Data shown:
_____

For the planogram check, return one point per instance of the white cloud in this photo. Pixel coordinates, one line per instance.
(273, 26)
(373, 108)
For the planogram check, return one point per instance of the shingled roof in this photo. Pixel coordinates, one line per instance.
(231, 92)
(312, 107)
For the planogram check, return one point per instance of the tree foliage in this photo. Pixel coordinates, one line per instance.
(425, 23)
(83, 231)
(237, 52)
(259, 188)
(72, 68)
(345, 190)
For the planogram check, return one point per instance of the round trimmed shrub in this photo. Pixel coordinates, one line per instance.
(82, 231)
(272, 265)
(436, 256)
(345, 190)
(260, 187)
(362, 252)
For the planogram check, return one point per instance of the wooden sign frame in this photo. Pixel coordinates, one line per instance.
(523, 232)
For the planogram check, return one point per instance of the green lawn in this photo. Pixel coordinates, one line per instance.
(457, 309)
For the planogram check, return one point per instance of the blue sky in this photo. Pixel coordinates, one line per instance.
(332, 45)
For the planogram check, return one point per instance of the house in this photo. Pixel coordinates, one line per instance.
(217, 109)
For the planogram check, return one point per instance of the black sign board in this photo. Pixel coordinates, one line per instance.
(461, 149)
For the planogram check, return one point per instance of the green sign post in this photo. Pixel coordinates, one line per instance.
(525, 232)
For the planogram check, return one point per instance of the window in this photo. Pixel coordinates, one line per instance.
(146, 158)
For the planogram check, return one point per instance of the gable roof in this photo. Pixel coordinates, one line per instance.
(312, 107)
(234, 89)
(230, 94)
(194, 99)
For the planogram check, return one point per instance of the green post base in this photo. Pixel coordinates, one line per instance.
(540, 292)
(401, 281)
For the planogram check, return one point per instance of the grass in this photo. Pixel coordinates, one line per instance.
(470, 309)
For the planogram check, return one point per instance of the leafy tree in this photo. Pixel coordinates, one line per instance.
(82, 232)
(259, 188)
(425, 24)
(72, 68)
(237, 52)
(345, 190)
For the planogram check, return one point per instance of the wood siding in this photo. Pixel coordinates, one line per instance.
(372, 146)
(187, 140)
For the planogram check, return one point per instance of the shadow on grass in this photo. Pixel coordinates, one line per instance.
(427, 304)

_____

Please scale the entries from the line containing "of the window" through the end of the entries, both ends included. Write only those lines again, keeping the requests unchanged, and multiply each point coordinate in the answers by 1.75, rounding to whole numbers with halves going up.

Written solution:
For the planogram check, return one point per instance of the window in this photo. Pixel coordinates, one line per instance.
(256, 277)
For the planogram check, return one point per instance of the gable roof in this photo. Pixel coordinates, one line per instance.
(546, 187)
(410, 156)
(403, 165)
(340, 173)
For the planogram check, return one point per instance of the green post base in this photo. Pixel coordinates, one line per instance.
(945, 511)
(702, 492)
For the planogram check, return one point per instance of the grass in this photo. Pixel coordinates, one line per instance.
(823, 541)
For the planogram check, return one point per instance of the leafy tree in this photo. Pixel coordinates, one line per instance.
(144, 406)
(453, 329)
(744, 42)
(126, 119)
(415, 91)
(604, 333)
For the planogram check, return one point per instance of the wood siding in this photo. Pixel coordinates, one line per instance.
(651, 256)
(327, 245)
For the planogram check, return one point per instance of the shadow on grass in this photo. Pixel coordinates, one line per instance.
(747, 532)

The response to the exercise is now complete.